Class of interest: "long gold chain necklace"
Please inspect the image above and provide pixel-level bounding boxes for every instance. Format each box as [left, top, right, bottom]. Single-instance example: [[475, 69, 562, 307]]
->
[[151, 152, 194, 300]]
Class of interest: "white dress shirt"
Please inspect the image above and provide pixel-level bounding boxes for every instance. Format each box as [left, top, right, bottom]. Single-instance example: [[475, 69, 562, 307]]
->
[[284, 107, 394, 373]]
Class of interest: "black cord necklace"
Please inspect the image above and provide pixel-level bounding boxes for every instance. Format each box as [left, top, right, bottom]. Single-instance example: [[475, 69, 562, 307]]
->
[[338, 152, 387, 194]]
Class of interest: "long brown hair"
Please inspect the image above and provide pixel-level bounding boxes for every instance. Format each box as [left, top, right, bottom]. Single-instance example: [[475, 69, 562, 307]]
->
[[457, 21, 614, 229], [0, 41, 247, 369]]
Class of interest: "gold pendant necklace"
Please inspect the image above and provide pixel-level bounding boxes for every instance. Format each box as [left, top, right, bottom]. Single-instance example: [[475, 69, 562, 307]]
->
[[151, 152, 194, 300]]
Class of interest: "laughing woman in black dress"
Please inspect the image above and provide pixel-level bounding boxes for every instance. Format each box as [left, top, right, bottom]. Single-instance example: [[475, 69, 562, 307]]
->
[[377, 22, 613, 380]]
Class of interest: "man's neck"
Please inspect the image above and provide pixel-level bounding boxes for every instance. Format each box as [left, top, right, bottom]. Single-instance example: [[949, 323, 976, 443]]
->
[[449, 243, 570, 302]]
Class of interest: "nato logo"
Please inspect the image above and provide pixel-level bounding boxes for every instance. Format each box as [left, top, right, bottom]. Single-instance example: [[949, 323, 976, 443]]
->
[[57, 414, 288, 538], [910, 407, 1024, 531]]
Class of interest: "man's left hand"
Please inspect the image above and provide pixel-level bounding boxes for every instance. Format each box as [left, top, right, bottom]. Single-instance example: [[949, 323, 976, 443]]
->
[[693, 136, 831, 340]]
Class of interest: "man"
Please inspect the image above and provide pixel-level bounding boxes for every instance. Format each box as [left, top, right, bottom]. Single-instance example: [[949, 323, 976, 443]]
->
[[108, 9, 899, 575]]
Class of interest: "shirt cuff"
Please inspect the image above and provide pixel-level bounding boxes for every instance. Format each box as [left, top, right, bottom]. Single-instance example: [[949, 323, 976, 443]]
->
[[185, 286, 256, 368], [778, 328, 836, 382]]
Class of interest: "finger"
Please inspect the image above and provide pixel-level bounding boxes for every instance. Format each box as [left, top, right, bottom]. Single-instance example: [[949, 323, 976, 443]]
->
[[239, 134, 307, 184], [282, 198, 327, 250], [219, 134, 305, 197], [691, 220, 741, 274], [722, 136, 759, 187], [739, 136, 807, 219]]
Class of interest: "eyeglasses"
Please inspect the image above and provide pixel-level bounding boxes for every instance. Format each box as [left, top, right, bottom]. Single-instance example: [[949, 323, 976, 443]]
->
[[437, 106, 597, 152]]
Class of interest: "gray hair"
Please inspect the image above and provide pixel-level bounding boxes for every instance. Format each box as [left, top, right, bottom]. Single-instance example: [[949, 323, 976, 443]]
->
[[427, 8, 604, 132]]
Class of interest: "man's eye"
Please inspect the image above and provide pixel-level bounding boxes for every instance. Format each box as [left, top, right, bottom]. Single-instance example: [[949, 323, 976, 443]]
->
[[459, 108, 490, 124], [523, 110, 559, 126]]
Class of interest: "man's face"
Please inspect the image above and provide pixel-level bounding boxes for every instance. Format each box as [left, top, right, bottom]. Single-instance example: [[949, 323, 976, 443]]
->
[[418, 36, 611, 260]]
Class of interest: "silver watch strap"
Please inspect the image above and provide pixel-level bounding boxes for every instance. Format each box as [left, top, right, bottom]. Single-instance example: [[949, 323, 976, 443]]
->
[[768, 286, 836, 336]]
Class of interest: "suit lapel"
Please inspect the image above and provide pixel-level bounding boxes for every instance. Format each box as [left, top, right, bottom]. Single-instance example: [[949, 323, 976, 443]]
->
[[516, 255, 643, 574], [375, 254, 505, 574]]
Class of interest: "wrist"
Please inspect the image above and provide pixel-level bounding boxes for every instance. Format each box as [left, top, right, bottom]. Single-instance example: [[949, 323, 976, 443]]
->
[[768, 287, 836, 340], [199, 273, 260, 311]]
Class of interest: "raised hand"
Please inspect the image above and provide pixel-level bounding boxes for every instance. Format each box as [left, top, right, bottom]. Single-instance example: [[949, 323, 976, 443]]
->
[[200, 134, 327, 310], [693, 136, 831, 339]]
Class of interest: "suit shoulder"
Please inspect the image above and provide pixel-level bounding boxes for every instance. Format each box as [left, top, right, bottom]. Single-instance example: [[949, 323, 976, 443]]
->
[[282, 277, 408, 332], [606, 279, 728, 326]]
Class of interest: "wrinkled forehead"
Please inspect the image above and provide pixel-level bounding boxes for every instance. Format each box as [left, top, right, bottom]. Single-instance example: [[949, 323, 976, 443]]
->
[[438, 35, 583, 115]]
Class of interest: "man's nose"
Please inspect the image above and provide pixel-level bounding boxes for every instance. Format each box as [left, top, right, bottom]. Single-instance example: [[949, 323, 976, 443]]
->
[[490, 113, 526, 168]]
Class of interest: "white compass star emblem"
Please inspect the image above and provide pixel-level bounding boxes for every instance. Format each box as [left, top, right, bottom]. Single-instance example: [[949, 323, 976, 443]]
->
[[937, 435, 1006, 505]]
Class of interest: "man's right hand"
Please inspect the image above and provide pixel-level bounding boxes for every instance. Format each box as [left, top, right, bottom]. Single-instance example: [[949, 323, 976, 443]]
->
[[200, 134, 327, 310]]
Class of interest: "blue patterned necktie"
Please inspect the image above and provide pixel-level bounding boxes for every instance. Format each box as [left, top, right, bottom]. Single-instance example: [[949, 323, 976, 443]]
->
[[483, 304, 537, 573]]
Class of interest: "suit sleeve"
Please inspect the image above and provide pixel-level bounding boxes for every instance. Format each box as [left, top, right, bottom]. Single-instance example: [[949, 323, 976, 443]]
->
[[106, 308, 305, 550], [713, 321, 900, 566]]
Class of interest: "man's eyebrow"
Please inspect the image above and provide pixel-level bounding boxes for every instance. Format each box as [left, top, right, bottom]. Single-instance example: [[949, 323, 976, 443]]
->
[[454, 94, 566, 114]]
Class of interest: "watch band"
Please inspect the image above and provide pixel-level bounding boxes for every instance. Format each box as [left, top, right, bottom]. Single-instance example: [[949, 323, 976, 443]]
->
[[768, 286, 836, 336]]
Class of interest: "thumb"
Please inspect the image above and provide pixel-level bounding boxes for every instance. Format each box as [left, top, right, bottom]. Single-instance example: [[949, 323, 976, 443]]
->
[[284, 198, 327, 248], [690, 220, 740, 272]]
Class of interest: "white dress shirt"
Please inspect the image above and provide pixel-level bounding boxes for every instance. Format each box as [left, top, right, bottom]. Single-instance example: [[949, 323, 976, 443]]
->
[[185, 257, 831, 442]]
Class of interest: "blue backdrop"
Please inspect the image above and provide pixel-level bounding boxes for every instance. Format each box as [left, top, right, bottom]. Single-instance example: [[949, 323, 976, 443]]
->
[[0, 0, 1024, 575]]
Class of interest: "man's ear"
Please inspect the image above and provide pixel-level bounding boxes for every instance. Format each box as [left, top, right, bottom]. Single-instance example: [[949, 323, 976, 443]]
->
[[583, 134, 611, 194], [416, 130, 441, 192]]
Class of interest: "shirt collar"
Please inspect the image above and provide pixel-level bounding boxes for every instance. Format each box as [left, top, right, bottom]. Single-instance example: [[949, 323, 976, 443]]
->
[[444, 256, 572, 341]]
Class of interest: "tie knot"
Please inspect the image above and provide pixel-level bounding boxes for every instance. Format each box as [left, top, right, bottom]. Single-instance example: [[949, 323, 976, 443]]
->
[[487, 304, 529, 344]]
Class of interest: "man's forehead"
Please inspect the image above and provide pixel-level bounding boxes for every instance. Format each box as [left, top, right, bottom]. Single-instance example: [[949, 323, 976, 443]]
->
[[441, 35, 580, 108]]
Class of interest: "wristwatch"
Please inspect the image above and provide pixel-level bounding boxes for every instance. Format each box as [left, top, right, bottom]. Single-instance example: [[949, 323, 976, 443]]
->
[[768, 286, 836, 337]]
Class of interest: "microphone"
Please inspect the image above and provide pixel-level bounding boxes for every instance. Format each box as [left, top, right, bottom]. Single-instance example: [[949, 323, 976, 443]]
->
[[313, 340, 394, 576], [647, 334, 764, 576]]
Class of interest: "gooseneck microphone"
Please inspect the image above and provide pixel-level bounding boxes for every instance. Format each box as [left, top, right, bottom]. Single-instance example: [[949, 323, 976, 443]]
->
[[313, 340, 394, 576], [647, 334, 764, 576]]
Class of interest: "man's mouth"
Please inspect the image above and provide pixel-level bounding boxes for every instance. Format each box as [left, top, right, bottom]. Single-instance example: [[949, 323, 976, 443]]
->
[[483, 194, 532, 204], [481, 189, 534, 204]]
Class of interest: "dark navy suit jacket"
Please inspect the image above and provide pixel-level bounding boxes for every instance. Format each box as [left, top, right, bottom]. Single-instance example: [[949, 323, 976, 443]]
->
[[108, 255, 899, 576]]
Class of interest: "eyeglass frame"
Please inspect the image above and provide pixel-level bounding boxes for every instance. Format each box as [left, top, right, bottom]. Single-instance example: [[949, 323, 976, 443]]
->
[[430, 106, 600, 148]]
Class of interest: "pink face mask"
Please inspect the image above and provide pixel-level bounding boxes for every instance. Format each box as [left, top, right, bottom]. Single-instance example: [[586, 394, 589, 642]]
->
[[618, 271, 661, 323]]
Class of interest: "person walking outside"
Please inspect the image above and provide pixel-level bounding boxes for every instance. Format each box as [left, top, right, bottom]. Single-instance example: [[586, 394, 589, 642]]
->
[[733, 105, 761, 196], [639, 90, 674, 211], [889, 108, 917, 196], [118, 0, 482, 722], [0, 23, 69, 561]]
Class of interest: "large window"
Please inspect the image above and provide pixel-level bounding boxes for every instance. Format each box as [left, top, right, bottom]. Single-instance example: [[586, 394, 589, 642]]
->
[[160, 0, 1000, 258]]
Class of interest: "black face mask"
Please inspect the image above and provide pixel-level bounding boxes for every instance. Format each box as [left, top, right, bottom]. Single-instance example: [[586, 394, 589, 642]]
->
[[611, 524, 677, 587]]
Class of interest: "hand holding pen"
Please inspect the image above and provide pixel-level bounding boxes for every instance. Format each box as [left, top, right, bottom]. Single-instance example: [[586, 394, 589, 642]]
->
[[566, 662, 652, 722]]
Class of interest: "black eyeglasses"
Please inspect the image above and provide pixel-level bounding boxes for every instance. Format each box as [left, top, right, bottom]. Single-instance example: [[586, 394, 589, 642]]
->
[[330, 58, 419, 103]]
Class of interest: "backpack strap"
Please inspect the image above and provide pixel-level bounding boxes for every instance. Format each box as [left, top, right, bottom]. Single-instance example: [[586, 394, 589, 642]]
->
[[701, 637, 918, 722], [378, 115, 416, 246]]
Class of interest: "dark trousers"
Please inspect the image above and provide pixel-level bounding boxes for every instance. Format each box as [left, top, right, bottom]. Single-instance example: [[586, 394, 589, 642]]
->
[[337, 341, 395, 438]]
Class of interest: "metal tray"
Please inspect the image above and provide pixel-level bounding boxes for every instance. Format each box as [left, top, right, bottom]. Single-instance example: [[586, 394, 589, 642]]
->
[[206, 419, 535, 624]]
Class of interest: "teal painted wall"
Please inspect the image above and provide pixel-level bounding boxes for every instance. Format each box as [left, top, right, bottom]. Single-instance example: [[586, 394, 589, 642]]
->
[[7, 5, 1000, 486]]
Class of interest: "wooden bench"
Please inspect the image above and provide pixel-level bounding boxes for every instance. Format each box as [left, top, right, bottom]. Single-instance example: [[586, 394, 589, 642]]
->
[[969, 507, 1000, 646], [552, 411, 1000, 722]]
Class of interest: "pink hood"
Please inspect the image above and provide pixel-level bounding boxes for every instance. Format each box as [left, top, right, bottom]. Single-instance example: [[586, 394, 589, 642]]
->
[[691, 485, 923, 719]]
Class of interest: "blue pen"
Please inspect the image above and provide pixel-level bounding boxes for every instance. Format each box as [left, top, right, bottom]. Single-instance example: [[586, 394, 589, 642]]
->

### [PROBLEM TO WORK ON]
Can you rewrite the records from the line that has "woman in black" through the line that has "[[57, 414, 288, 538], [910, 407, 1024, 531]]", swapping "man's neck" for "man's throat" and leaving everything else as it is?

### [RESULT FOR THIS TASK]
Class of interest: "laughing woman in black dress"
Please inspect the image above and provide pixel-level bounding boxes for every instance. Format each box as [left, top, right, bottom]. Single-instance example: [[475, 69, 562, 307]]
->
[[377, 22, 613, 380]]
Class of interest: "man's throat"
Please inspect the image above and provide pixel-level bounding boxes for every instance. Format each box as [left, top, right, bottom]. Single-instance example: [[949, 323, 976, 443]]
->
[[449, 243, 570, 302]]
Class of interest: "nato logo"
Please inspect the image above and provide pixel-level bounding boxes for every instance. Format each box as [left, top, right, bottom]. Single-instance example: [[949, 323, 976, 443]]
->
[[57, 414, 288, 538], [910, 407, 1024, 531]]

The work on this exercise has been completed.